== YOUR TASK ==
Filter the rows below down to the lines that contain the string "boot", and copy each of those lines out unchanged.

== Boundary labeling items ==
◆ ◆ ◆ ◆ ◆ ◆ ◆

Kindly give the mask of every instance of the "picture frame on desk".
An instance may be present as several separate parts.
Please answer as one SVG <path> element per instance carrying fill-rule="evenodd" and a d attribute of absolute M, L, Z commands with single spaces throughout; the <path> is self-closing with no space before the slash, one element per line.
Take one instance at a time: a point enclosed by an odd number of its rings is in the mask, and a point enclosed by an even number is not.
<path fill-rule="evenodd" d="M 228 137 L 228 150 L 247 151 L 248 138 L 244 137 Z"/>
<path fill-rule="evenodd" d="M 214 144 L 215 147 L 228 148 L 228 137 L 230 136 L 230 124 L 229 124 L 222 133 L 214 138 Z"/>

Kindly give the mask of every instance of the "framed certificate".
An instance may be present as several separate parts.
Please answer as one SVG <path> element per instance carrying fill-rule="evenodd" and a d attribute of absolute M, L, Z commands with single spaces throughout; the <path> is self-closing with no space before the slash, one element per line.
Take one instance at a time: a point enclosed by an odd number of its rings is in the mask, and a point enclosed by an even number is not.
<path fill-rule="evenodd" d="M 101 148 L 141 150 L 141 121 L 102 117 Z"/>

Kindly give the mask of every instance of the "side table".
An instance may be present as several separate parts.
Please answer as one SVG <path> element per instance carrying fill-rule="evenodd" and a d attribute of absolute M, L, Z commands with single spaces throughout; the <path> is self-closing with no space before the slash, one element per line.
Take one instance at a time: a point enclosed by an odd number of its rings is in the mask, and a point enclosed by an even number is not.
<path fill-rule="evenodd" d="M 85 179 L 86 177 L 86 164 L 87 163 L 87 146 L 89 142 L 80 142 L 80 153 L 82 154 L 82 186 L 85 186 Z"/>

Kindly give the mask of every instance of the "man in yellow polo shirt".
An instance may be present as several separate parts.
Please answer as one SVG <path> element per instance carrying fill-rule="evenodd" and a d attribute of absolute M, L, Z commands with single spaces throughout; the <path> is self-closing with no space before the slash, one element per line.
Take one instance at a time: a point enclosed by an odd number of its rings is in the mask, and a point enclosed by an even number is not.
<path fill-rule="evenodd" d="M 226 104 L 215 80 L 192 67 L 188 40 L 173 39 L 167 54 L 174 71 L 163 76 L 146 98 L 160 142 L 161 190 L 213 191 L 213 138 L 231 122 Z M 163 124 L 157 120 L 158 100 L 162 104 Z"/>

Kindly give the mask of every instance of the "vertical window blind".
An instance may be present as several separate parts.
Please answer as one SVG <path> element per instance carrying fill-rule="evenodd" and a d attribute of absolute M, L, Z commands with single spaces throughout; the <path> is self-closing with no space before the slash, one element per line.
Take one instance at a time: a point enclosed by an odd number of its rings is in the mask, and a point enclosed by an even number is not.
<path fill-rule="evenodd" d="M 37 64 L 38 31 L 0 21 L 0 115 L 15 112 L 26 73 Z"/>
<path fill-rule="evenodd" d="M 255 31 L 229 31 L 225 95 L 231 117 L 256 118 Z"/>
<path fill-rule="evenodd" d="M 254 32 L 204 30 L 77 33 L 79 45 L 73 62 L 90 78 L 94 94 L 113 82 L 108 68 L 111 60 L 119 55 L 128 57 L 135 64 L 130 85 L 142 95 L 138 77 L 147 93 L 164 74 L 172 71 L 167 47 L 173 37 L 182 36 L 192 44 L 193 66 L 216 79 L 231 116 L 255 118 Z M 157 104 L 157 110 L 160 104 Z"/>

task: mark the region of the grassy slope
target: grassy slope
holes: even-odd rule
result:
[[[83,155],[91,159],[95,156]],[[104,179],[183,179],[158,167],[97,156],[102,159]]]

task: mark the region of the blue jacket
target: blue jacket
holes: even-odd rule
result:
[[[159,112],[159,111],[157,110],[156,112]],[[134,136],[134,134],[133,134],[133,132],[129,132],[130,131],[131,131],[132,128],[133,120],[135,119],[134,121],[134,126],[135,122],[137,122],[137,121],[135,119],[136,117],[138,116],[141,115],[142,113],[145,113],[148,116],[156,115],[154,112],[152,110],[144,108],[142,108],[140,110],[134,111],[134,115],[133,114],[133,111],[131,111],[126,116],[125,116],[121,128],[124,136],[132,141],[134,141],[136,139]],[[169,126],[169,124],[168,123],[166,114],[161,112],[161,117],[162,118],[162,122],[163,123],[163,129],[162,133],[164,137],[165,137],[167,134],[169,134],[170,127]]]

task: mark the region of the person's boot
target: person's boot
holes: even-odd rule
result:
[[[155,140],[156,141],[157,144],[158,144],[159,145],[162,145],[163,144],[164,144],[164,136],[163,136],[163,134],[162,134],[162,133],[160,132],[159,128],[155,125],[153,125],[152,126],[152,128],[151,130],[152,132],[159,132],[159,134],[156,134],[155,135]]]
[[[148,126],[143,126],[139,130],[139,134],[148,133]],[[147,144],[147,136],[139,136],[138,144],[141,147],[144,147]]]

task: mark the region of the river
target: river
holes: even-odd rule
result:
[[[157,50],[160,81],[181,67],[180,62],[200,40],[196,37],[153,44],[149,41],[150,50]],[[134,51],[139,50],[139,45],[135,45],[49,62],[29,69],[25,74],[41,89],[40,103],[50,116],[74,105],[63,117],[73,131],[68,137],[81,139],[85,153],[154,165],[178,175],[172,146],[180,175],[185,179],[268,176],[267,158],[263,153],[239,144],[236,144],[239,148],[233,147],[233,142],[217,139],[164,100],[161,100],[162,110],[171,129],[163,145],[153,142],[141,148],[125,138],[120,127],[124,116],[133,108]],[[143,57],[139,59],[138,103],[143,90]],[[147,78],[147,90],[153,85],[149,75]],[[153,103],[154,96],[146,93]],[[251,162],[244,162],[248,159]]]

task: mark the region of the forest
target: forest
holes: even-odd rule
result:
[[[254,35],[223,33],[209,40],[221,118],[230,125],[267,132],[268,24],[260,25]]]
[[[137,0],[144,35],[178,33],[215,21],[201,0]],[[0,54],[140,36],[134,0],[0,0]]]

◆ ◆ ◆ ◆ ◆ ◆ ◆

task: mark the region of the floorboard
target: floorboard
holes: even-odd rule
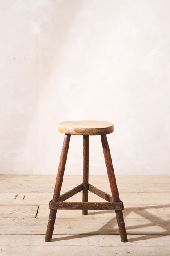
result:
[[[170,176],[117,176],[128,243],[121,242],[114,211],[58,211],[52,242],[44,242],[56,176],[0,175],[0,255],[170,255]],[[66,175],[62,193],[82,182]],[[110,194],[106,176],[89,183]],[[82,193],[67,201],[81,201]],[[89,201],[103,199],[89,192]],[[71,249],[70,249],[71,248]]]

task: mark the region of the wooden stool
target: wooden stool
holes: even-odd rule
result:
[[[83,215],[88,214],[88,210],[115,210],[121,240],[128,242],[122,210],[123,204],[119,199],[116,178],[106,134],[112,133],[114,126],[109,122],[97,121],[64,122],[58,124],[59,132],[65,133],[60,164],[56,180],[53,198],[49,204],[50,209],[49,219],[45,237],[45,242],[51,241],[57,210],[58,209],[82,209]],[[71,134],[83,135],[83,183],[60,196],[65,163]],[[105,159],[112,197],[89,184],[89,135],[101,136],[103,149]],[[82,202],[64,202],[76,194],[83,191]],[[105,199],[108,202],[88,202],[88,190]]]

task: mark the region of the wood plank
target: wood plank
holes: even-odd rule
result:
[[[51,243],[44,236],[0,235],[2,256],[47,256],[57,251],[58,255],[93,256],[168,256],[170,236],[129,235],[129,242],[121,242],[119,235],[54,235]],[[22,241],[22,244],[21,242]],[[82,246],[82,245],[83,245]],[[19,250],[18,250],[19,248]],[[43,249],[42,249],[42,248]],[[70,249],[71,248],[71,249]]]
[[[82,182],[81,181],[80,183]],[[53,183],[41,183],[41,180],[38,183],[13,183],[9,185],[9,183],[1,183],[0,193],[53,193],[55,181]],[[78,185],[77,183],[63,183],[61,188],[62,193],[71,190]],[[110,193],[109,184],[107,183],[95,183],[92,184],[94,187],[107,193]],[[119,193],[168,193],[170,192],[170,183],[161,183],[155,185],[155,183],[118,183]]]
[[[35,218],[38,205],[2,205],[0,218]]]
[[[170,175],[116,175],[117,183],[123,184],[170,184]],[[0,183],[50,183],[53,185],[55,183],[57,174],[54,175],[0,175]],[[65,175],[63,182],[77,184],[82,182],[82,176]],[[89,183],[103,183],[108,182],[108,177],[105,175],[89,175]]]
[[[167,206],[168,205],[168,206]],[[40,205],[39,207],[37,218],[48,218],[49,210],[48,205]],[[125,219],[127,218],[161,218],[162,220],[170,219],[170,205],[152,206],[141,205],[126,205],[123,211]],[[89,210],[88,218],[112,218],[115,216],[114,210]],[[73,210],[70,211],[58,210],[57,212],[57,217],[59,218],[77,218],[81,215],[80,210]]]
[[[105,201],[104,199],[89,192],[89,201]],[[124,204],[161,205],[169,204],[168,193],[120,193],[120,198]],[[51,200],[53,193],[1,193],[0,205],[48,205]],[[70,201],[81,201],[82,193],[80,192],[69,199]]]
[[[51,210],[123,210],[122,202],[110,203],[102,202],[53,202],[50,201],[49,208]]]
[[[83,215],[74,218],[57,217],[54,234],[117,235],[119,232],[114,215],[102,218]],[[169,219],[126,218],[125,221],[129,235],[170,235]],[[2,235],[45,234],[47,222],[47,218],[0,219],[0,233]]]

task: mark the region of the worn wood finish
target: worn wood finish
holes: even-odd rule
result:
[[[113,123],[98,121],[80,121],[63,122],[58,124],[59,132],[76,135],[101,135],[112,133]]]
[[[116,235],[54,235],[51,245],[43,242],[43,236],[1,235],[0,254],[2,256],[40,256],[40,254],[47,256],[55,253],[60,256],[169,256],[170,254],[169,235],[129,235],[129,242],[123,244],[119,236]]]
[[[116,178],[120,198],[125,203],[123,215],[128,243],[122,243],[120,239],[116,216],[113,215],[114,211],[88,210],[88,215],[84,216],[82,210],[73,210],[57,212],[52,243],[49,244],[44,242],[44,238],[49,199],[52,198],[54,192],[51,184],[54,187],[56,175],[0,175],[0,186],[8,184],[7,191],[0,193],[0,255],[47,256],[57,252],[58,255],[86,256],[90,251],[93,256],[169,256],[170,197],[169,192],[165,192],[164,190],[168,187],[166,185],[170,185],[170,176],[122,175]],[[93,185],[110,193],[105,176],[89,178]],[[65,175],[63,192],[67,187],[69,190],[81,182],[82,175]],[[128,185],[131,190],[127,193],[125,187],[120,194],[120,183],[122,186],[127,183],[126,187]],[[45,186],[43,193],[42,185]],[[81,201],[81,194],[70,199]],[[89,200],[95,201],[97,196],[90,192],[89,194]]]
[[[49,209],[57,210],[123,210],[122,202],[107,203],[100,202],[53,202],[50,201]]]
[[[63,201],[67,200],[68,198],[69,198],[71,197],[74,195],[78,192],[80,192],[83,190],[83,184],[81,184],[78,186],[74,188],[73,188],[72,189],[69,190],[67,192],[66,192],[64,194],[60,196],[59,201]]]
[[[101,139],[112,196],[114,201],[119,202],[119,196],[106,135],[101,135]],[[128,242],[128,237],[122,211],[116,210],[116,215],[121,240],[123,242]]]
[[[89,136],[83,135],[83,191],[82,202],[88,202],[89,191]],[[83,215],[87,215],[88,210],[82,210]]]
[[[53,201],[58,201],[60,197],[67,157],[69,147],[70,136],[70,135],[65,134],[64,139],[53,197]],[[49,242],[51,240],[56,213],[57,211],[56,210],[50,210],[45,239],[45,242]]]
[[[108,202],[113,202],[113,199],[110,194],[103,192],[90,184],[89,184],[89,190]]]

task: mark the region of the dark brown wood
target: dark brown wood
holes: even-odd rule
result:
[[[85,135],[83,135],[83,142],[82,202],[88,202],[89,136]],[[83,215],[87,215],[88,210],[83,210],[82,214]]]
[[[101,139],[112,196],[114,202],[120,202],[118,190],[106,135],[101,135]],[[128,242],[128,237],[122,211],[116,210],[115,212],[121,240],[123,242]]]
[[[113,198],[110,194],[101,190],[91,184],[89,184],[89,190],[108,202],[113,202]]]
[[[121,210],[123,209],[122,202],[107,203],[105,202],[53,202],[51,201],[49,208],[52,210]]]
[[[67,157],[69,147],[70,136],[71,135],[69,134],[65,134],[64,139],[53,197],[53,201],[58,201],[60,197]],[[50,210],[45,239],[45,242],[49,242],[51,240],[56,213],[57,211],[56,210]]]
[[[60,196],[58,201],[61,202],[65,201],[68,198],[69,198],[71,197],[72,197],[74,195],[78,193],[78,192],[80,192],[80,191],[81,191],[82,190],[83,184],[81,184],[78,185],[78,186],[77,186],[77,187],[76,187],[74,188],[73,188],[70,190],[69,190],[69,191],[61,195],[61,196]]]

◆ ◆ ◆ ◆ ◆ ◆ ◆

== WRITTEN ANSWER ==
task: mark the region of the person's boot
target: person's boot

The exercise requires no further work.